- **OBJECTIVES**
• 1. In the Vermont marketing excerpt, can you write out word for word the part that opens with the words containing "Schirling said that" and closes with "cities and towns."?
• 2. How would you render this sentence from the Vermont marketing excerpt in Spanish: "Another challenge is the nature and quantity of outreach."
• 3. According to the Vermont marketing excerpt, how many Vermont cities and towns fall within the area covered by a 30-to-40-minute commute around the population centers?

- **PAGE EXCERPT**
──────────────────────────────

Those five goals are “not going to knock your socks off,” Schirling said. “They're pretty common sense.”

He explained that his department has identified regional economies - including Bennington, Brattleboro, Burlington, Hartford, Middlebury, St. Albans, and St. Johnsbury - that tend to circle the state's bigger population centers.

Schirling said that when the department calculated the distance of a 30-to-40-minute commute around many of these population centers, the total area covered eventually encompasses all 251 Vermont cities and towns.

Those regional economies all have their respective assets and strengths. They can thrive based on their individual identities, he said.

One challenge with marketing, Schirling continued, is finding stories that resonate with young people. Another is finding ways to balance what Vermont is known for (such as maple trees and cows) with its innovation (such as microchips).

Another challenge is the nature and quantity of outreach. The state's digital effort can't spam people, he said. Instead it needs to “identify people who've got a drop of Vermont in them” and communicate with those potential Vermonters.

──────────────────────────────

- **DATA LINES**
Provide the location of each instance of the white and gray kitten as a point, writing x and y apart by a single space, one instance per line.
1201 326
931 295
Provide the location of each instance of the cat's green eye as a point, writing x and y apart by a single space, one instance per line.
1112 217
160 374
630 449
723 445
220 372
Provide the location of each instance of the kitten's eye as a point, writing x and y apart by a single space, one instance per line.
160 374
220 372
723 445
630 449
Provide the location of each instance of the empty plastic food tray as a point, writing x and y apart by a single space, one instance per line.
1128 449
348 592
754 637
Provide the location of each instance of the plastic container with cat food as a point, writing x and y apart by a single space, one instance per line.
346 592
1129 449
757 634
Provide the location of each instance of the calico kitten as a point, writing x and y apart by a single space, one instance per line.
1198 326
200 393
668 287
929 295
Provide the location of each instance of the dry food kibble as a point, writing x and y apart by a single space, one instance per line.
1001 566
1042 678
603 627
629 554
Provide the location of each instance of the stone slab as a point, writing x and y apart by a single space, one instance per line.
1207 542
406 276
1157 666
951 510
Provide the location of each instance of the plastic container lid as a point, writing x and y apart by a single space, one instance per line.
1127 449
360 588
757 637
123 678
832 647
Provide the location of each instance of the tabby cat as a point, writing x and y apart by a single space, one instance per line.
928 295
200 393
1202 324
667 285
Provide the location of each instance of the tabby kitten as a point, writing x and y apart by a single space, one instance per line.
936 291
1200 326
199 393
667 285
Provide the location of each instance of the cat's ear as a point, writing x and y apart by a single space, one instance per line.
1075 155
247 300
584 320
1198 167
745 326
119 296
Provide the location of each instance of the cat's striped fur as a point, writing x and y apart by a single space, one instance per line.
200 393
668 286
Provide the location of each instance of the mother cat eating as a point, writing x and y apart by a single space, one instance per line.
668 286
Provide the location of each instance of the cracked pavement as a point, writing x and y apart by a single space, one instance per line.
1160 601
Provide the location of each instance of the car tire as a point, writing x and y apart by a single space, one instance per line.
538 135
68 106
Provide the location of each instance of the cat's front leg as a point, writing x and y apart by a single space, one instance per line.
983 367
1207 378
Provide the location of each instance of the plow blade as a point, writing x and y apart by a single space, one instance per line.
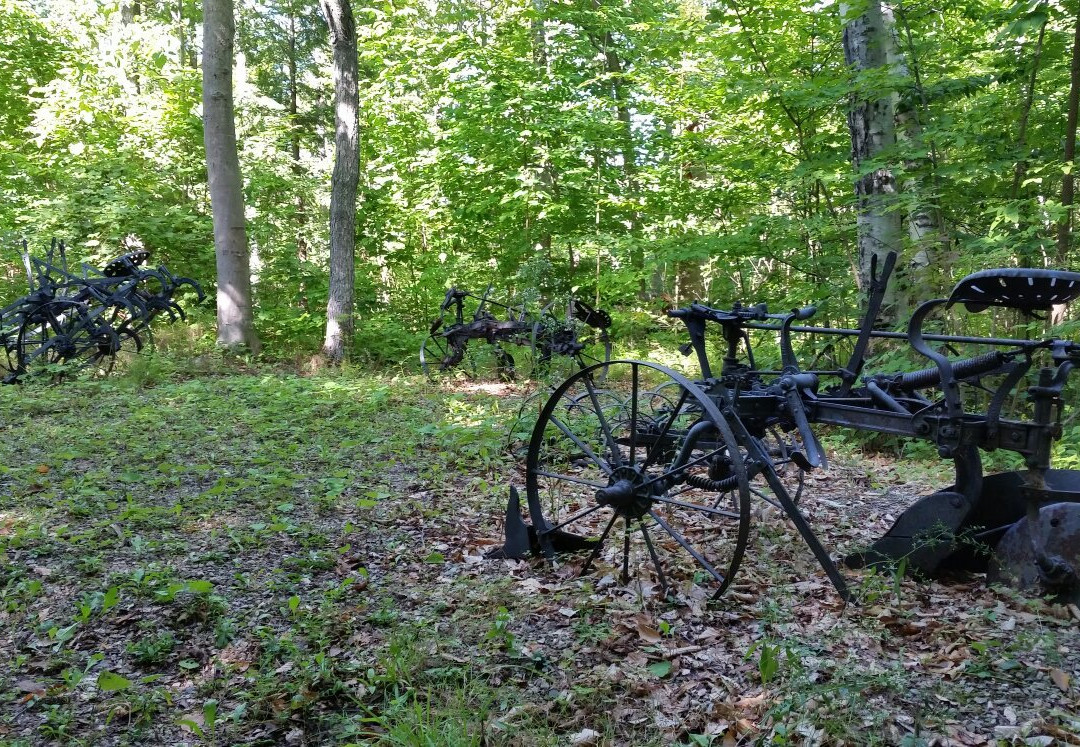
1016 564
944 531
523 541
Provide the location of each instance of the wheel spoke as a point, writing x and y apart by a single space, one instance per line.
577 517
570 478
581 445
609 439
687 546
697 506
655 451
683 467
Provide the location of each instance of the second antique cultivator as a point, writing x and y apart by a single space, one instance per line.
73 321
656 473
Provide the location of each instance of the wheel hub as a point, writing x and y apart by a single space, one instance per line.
624 492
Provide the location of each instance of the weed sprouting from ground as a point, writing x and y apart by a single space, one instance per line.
221 557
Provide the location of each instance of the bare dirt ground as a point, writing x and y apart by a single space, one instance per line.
264 559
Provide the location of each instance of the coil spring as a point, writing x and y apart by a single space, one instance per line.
961 369
703 483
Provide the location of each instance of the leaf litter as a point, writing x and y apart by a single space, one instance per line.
293 567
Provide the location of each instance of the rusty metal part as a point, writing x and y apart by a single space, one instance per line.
1045 562
71 322
589 467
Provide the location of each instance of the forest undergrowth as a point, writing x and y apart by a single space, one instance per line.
246 555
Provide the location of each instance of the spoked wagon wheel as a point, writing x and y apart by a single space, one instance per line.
63 337
663 492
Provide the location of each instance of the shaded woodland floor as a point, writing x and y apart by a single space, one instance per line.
254 557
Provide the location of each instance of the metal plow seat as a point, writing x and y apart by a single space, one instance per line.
1025 288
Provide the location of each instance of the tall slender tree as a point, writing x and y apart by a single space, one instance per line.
234 324
341 302
871 120
1065 225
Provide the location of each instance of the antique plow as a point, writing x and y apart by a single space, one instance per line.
80 321
545 335
661 478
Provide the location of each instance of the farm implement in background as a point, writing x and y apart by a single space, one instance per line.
543 335
80 321
656 472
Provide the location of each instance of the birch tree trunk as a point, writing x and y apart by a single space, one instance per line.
341 303
234 325
1065 226
926 229
872 123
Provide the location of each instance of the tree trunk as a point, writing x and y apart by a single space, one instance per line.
547 170
294 138
872 123
613 66
926 229
234 325
1065 226
340 306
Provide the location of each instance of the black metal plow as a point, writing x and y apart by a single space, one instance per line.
581 334
655 475
81 320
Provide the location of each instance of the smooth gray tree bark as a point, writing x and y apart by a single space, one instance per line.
872 122
1065 225
341 304
234 325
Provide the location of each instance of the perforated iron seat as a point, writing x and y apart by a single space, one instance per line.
1025 288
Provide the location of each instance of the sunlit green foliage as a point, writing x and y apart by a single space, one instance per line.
493 149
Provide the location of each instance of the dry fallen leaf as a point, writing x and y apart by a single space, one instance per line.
648 635
30 687
585 736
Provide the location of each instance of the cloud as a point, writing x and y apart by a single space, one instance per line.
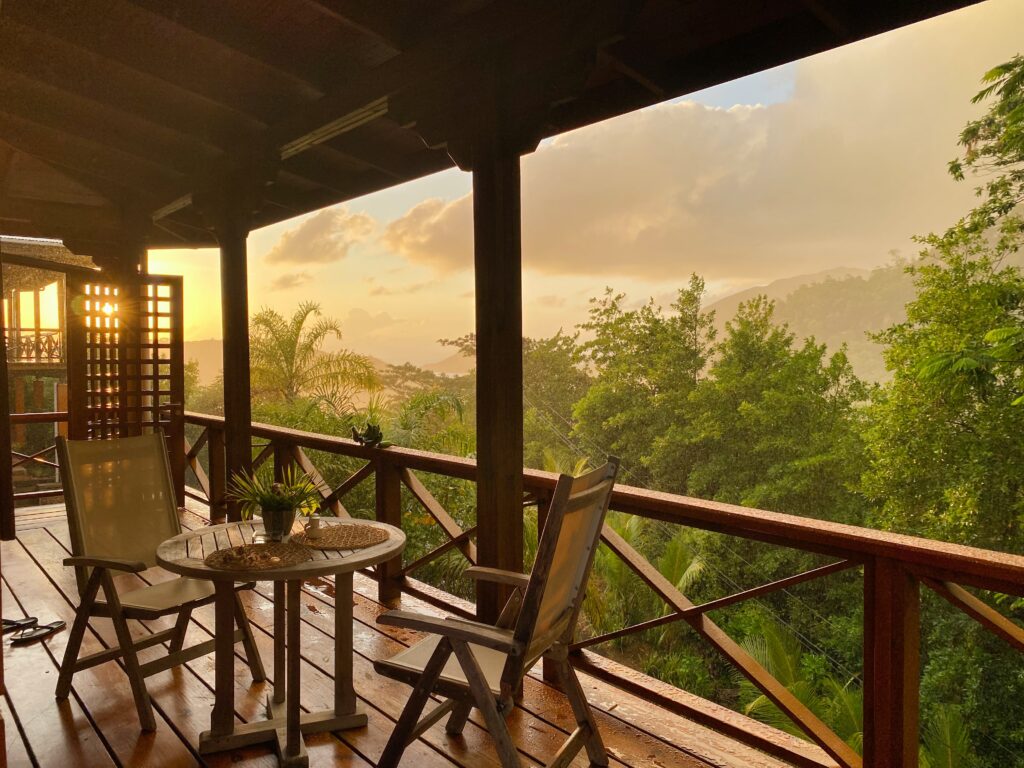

──────────────────────────────

- **RESPONSES PER TASK**
• 1.
Schirling said that when the department calculated the distance of a 30-to-40-minute commute around many of these population centers, the total area covered eventually encompasses all 251 Vermont cities and towns.

• 2. Otro desafío es la naturaleza y la cantidad de la divulgación.

• 3. All 251 Vermont cities and towns.